━━━━━ Фрагмент текста

Смысл как инвариантный остаток понимания

§ 1. Смысл как «инвариантный остаток» понимания

Современная философия в лице таких её представителей, как К.-О. Апель, Ж. Деррида, П. Рикёр, Р. Рорти и др., исходит из факта, что внетекстовой реальности не существует. По существу, это другая формулировка тезиса К. Маркса о том, что мир безотносительно к человеку это ничто. Ж. Деррида отрицает самостоятельное, вне обозначающего текста, существование смысла, или означаемого, и замечает, что «так называемая реальная жизнь существ “из плоти и крови” – по ту сторону сочинений – всегда была письмом и только письмом»(6). Категория восполнения – это из круга вон выходящее (exorbitant), дополнение до «окончательного» смысла за счёт отсылки к другому тексту, при этом под текстом подразумевается всё, что имеет знаковую структуру. «Если жизнь не является изначально значащей, то понимание вообще невозможно», – полагает П. Рикёр(7). Он уверен, что только в лоне культуры мы обретаем одновременно и экзистенцию, и речь. Более того: «не существует, наверное, символотворчества, не коренящегося в конечном итоге в общечеловеческом символическом основании»(8). Знаковый характер окружающей человека действительности признан, в том числе, и российскими философами и методологами(9).

То, что семиотические объекты «для своей “работы” требуют интеллектуального собеседника и текста “на входе”, – писал Ю. М. Лотман, – не должно нас смущать. Ведь и абсолютно нормальный человеческий интеллект, если он от рождения полностью изолирован от поступления текстов извне и какого-либо диалога, остаётся нормальной, но не запущенной в работу машиной. Сам собой он включиться не может»(10). Ю. М. Лотман ссылается на работы Л. С. Выготского, подчёркивавшего, что для функционирования интеллекта требуется другой интеллект: «Первоначально всякая высшая функция была разделена между... двумя людьми, была взаимным психологическим процессом»(11). Понимание возникает между субъектами, оно подразумевает наличие другого носителя смысла – интеллекта, текста, языка: при сложных операциях смыслопорождения, как нетрудно убедиться, «язык неотделим от выражаемого им содержания»(12), «мысль не выражается, а совершается в слове» (Л. С. Выготский). «Интеллект – всегда собеседник»(13), – делает вывод филолог.

━━━━━━━━━━
━━━━━ Исходные данные

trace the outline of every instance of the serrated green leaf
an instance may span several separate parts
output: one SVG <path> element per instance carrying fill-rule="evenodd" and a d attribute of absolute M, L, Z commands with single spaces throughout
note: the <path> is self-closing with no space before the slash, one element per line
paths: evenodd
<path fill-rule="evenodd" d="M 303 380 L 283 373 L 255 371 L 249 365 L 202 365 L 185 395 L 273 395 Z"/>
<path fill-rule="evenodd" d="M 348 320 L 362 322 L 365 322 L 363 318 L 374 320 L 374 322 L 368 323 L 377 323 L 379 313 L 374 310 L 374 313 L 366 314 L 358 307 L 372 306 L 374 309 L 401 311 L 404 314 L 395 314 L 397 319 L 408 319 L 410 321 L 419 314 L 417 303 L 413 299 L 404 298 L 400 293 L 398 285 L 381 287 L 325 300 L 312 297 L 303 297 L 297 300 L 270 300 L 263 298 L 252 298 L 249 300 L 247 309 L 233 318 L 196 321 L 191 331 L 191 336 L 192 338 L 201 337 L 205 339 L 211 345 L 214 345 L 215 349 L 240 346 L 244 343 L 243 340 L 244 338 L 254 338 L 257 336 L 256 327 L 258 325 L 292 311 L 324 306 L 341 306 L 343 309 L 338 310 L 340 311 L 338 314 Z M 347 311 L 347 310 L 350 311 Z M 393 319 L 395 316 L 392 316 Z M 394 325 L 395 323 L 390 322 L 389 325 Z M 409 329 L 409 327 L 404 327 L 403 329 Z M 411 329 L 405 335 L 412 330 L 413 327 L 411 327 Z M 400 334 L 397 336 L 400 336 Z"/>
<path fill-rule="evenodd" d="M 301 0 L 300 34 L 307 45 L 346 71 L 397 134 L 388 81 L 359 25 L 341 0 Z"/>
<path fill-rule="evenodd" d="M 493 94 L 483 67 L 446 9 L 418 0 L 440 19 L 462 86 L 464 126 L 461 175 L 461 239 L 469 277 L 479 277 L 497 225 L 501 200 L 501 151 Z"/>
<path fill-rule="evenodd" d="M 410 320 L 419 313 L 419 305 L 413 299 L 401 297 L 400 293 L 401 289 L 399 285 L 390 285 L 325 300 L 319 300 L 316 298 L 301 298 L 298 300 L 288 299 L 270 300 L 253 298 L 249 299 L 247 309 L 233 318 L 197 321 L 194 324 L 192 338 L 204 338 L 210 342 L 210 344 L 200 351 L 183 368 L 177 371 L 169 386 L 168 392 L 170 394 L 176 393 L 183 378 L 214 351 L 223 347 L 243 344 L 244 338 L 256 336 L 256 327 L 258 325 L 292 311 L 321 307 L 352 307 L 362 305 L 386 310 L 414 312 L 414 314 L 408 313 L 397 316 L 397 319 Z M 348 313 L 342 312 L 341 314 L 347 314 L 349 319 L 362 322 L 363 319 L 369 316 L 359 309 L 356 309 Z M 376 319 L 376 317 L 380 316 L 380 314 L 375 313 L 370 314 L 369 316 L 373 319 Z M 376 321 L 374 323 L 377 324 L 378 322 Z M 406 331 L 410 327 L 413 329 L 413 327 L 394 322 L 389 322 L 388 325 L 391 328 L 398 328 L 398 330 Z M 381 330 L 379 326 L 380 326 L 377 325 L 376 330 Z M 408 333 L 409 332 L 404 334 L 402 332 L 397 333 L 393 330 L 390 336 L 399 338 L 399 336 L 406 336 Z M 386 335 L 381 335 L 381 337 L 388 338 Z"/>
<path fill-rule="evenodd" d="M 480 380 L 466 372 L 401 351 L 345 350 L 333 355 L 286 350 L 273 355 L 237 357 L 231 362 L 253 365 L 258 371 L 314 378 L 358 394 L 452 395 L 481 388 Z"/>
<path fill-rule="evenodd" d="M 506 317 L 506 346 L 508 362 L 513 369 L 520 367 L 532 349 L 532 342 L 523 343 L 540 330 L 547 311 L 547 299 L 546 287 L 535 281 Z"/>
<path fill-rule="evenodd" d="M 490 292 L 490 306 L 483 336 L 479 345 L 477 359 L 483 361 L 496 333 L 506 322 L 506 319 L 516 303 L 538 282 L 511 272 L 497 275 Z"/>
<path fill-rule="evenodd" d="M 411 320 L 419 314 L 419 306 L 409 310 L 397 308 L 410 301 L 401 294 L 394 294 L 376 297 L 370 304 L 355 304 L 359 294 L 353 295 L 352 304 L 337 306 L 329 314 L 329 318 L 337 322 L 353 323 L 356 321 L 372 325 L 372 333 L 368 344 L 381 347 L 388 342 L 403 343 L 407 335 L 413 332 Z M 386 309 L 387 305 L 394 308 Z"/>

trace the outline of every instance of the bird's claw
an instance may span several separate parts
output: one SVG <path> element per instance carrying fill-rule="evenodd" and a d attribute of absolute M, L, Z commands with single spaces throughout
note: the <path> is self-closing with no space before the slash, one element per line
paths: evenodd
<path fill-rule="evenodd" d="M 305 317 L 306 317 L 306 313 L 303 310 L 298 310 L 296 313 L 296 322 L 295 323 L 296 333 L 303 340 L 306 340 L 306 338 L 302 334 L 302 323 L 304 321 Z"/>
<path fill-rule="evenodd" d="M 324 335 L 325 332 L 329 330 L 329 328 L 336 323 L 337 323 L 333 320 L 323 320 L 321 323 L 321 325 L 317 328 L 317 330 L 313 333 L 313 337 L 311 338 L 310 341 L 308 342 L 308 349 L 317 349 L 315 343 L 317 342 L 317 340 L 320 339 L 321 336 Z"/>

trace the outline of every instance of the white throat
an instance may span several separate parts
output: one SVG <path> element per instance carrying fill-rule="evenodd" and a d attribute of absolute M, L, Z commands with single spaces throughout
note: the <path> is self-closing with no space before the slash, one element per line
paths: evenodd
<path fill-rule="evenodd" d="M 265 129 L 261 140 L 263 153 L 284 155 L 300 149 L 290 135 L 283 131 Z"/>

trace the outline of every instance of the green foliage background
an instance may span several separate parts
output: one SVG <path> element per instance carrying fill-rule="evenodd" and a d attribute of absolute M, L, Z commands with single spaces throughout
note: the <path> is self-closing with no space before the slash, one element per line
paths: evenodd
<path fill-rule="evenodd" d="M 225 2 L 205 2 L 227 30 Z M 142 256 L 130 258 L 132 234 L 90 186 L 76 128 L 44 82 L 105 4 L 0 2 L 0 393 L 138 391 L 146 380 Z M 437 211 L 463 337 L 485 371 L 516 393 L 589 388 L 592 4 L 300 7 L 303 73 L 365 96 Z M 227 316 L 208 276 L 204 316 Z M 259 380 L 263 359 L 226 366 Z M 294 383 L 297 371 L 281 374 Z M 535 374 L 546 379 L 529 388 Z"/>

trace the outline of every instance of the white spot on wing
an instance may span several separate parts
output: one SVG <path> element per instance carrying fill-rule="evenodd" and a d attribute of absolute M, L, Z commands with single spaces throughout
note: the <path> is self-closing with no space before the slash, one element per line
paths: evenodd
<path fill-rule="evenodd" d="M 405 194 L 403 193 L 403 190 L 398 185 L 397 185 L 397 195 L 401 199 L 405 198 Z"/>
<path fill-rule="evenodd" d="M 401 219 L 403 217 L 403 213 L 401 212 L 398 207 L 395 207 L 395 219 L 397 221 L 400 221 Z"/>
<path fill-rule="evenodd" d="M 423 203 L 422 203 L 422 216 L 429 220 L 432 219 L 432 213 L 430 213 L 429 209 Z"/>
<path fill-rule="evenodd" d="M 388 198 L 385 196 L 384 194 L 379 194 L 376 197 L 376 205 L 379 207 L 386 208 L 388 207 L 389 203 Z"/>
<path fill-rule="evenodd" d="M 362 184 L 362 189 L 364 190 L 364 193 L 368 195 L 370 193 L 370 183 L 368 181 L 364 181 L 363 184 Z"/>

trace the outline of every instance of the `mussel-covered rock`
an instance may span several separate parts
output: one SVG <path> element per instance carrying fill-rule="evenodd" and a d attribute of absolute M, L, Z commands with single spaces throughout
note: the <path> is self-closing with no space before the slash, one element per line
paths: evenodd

━━━━━━━━━━

Назовите ученого, на работы которого ссылается Ю. М. Лотман во фрагменте о смысле и понимании. Записи для работы не понадобятся.

**Ответ**
Ю. М. Лотман ссылается на работы Л. С. Выготского.